Here is a short recap about the tremendous success of Amtrak's NE Regional Service to Lynchburg in its first full fiscal year....it's encouraging to see news like this! 

(Courtesy of Progressive Railroading Daily News)

"During fiscal-year 2010, which ended Sept. 30, the Lynchburg train carried 126,072 passengers, exceeding its goal of 51,000 riders by 147.2 percent. The service also generated $6.33 million in revenue, well surpassing its $2.58 million goal."

http://www.progressiverailroading.com/prdailynews/news.asp?id=25090

Way to go, Lynchburger!


----------



## SouthernServesTheSouth (Nov 18, 2010)

The Lynchburg newspaper had two articles concerning the Northeast Regional. One about ridership the other on a proposal to have a bus from Roanoke, Blacksburg to Lynchburg. Hope you can get his web site to work.

http://www2.newsadvance.com/news/2010/nov/17/bus-service-roanoke-area-kemper-street-station-stu-ar-660423/

http://www2.newsadvance.com/news/2010/nov/17/lynchburg-train-beats-ridership-goals-first-year-ar-660436/


----------



## Ryan (Nov 19, 2010)

And, there's no good news without the bad:

http://www.nbc29.com/story/13532143/funding-gap-could-close-amtrak-route


----------



## Anderson (Nov 19, 2010)

Ryan said:


> And, there's no good news without the bad:
> 
> http://www.nbc29.com...se-amtrak-route


Oh, for crying out loud! The budgeted subsidies could cover this thing for five years, and the way traffic is going, it could probably turn a profit given a few years!


----------



## Anderson (Nov 20, 2010)

→ DATA EXCERPT
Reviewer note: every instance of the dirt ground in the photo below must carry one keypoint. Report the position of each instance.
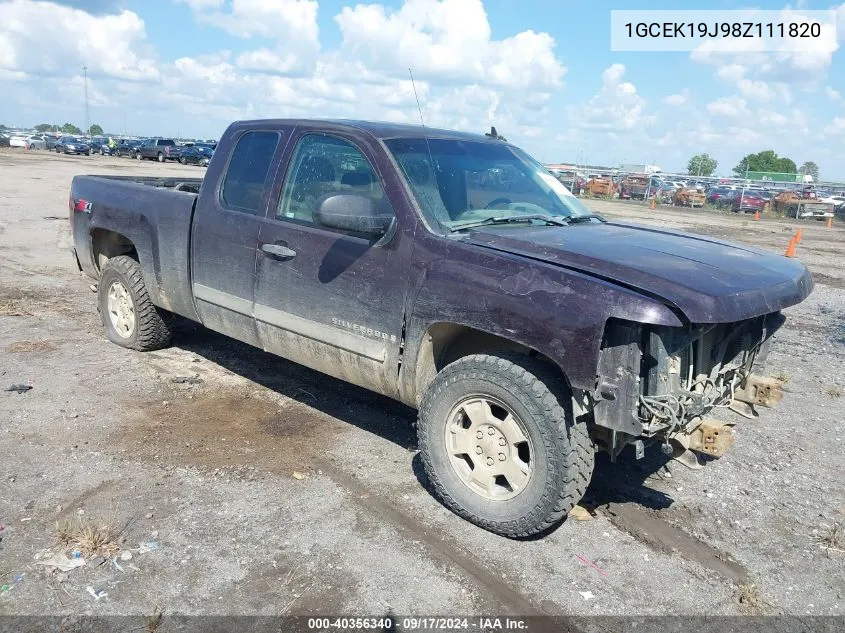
(260, 487)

→ EXERCISE REQUIREMENTS
1 – In the forum thread about Amtrak's Lynchburg service, how many passengers did the Lynchburg train carry during fiscal-year 2010?
2 – Print the portion of the forum thread about Amtrak's Lynchburg service starting at "## SouthernServesTheSouth (Nov" and ending at "Ryan (Nov 19, 2010)".
3 – Carry on the forum thread about Amtrak's Lynchburg service from the point where it stops.
Nothing in the listing matters here.

→ ANSWERS
1 – 126,072 passengers

2 –
## SouthernServesTheSouth (Nov 18, 2010)

The Lynchburg newspaper had two articles concerning the Northeast Regional. One about ridership the other on a proposal to have a bus from Roanoke, Blacksburg to Lynchburg. Hope you can get his web site to work.

http://www2.newsadvance.com/news/2010/nov/17/bus-service-roanoke-area-kemper-street-station-stu-ar-660423/

http://www2.newsadvance.com/news/2010/nov/17/lynchburg-train-beats-ridership-goals-first-year-ar-660436/


----------



## Ryan (Nov 19, 2010)

3 –
Alright, I hate to ask this but it's the only place I know of to ask: What is the Lynchburg run costing, total? Considering that it was 136% above projected in November 2009 (if I read that article right) and that turned a profit, and that it ended the year at 161.7% of budget, and that the run clocked out with over $7.5 million in revenue...you're talking about close to 175 people per train, assuming that the Lynchburg-DC route on the charts only counts the once-daily run. If it includes the Cardinal as well, assume that the 20% lower revenue figure I've seen quoted also carries over to passenger stats, you're still looking at 106,000 total, or 145 per run.

By the way, the rumor in Charlottesville that I've seen is that they're looking to make the Cardinal daily as the next stage.

As to the 2015 figure...Virginia's DoT works on a six-year cycle, which is to blame for that figure. I'll certainly be chatting with my delegate about this (and I'll probably be some sort of staff on a State Senate campaign this coming fall), so...let's keep our fingers crossed, but I think if a good case can be made that VA just needs to put a small amount out per year as backup funding for the Lynchburg line (and the point can probably be made that simply leaving the subsidy allotment that was initially made in place would suffice...if they set aside $240k a month, that's about $3m for the year...and if the line barely touched that and looks to run a profit in FY2011, I think the state could be willing to put some "insurance money" in for the line to stay open), the line will stick around and get expanded.

What Amtrak should probably do, though, is kill the Thruway line to/from CVS/WAS and move the buses to a Roanoke/LYH run or something similar.


----------



## Ryan (Nov 20, 2010)

Anderson said:


> By the way, the rumor in Charlottesville that I've seen is that they're looking to make the Cardinal daily as the next stage.


That's more than just a rumor, Amtrak published a route improvement plan that proposed to do exactly that a few months ago (look for it here, it was discussed).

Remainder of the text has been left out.